## TASK:
What is needed is the run of lines from the one with "task: provide the outline of the ruffled" through the close of the data, set down exactly.

··· DATA TO PROCESS

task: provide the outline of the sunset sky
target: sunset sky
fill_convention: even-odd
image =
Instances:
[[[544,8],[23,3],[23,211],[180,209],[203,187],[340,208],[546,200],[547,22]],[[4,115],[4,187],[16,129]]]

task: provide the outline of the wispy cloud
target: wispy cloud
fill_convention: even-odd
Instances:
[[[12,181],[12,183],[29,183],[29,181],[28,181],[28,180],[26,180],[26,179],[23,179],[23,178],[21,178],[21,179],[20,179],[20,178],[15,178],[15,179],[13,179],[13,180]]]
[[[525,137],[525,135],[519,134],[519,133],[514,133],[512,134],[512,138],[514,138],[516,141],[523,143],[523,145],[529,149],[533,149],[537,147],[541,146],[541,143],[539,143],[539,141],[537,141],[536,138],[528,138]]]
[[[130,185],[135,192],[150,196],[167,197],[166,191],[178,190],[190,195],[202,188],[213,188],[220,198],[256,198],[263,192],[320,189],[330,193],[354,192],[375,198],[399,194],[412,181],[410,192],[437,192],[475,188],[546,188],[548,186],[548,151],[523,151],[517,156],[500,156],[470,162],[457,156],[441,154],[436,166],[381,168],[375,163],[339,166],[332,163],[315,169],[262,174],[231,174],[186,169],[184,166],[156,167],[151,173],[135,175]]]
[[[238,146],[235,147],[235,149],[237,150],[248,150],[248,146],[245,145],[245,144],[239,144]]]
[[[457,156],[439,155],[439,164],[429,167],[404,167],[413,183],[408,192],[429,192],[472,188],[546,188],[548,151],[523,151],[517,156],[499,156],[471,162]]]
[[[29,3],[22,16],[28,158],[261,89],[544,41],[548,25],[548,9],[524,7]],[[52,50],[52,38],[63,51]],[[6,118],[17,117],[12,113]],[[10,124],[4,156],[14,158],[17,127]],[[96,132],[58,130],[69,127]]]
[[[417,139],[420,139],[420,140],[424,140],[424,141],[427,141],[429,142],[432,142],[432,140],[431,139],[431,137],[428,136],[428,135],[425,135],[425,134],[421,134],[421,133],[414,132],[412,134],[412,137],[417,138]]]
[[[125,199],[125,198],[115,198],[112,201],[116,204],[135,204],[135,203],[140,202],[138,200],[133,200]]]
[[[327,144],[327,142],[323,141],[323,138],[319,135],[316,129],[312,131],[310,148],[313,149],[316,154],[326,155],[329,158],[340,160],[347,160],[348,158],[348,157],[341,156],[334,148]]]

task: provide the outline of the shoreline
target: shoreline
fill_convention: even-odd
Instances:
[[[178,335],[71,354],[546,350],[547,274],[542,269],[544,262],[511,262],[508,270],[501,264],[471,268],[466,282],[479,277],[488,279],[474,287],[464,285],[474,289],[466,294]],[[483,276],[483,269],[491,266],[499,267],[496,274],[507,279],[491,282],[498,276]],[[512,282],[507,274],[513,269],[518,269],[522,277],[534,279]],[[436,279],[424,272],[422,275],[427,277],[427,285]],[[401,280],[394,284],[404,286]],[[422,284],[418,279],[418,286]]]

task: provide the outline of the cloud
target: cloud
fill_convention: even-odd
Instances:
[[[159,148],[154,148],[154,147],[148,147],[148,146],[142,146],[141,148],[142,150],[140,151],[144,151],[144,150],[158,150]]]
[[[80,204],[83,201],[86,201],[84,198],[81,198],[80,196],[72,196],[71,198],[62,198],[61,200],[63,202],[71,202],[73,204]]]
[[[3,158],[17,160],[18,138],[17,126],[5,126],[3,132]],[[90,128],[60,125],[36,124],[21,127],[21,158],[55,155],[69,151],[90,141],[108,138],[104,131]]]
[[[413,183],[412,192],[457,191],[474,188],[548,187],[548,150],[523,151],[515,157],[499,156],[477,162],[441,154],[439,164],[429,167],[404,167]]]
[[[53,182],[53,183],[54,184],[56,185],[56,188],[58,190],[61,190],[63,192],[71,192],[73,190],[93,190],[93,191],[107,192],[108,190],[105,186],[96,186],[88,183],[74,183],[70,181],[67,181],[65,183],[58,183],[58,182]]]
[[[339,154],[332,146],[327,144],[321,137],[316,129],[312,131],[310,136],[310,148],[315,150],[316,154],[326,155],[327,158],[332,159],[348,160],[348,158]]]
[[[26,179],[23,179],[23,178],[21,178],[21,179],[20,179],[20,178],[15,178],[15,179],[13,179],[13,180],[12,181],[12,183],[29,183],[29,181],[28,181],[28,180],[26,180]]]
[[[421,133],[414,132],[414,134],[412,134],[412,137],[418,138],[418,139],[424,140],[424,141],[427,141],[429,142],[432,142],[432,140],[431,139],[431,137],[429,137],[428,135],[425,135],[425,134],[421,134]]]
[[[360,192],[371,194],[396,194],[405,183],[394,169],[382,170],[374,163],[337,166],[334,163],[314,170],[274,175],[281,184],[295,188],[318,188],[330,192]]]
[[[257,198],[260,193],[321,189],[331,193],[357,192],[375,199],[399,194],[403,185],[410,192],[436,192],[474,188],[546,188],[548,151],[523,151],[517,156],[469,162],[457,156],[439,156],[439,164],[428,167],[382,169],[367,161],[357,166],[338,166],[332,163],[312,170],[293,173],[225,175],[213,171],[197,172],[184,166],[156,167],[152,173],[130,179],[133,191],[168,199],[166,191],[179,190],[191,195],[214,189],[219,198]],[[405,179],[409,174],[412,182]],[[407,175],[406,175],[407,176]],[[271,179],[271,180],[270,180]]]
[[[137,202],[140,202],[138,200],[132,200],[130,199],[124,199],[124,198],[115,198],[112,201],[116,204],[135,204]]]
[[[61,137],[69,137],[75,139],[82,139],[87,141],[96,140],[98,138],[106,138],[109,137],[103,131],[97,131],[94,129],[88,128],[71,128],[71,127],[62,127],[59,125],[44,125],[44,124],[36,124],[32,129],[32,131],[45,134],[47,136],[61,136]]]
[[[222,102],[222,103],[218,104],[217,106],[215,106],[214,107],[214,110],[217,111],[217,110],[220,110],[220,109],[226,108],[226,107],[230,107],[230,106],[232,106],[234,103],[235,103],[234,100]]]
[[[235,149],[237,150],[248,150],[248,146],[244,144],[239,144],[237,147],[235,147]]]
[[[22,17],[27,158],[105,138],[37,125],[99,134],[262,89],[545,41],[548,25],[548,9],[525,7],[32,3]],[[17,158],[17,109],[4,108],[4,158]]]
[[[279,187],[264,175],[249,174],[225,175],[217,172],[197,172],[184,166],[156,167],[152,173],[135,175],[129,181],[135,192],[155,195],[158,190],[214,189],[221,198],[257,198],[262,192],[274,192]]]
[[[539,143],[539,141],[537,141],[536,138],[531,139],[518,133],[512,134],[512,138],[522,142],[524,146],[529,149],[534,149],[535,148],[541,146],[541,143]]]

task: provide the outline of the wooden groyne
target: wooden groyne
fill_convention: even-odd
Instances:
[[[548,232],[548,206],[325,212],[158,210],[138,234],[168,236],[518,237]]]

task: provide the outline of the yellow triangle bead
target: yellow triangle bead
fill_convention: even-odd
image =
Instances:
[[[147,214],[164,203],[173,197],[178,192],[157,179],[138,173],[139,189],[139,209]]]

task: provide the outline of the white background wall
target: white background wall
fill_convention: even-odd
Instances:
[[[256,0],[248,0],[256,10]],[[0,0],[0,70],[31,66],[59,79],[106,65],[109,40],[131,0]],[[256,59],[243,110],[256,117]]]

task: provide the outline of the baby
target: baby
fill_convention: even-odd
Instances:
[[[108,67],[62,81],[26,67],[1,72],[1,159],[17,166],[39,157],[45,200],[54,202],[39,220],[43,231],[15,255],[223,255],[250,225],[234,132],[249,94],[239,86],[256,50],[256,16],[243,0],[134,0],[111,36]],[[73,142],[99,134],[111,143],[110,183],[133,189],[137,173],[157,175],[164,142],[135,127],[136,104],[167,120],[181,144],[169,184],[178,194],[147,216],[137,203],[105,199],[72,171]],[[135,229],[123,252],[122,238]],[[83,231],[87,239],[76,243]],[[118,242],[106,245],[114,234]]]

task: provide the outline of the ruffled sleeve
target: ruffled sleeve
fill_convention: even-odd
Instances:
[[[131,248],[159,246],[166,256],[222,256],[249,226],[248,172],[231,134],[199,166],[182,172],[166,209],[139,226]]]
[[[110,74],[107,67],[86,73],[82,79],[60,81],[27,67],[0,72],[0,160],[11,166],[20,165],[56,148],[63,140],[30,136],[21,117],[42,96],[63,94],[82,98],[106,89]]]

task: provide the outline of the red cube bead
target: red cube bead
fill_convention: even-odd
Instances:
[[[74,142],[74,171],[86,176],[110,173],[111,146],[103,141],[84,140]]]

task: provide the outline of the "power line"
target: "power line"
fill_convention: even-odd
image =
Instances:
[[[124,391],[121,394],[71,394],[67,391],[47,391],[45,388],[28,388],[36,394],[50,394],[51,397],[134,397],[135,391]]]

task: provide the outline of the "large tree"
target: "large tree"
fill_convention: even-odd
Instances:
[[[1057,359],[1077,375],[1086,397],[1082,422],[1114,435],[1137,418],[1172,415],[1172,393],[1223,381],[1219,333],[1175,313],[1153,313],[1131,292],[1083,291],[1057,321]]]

······

## RESULT BELOW:
task: provide the outline of the ruffled sleeve
target: ruffled sleeve
fill_convention: even-odd
Instances:
[[[131,248],[159,246],[166,256],[222,256],[249,226],[248,172],[231,134],[199,166],[182,172],[166,209],[139,226]]]
[[[110,74],[107,67],[86,73],[82,79],[60,81],[27,67],[0,72],[0,160],[11,166],[20,165],[56,148],[63,140],[30,136],[21,117],[42,96],[63,94],[82,98],[106,89]]]

task: provide the outline of the red cube bead
target: red cube bead
fill_convention: even-odd
Instances:
[[[74,142],[74,171],[86,176],[110,173],[111,146],[103,141],[84,140]]]

task: provide the outline of the "power line"
target: "power line"
fill_convention: even-odd
image =
Instances:
[[[124,391],[121,394],[71,394],[67,391],[47,391],[45,388],[28,388],[36,394],[50,394],[51,397],[134,397],[135,391]]]

task: provide the outline of the "large tree"
target: "large tree"
fill_convention: even-odd
Instances:
[[[1057,359],[1077,375],[1086,397],[1082,422],[1114,435],[1137,418],[1172,415],[1172,393],[1223,381],[1219,333],[1175,313],[1153,313],[1131,292],[1083,291],[1057,321]]]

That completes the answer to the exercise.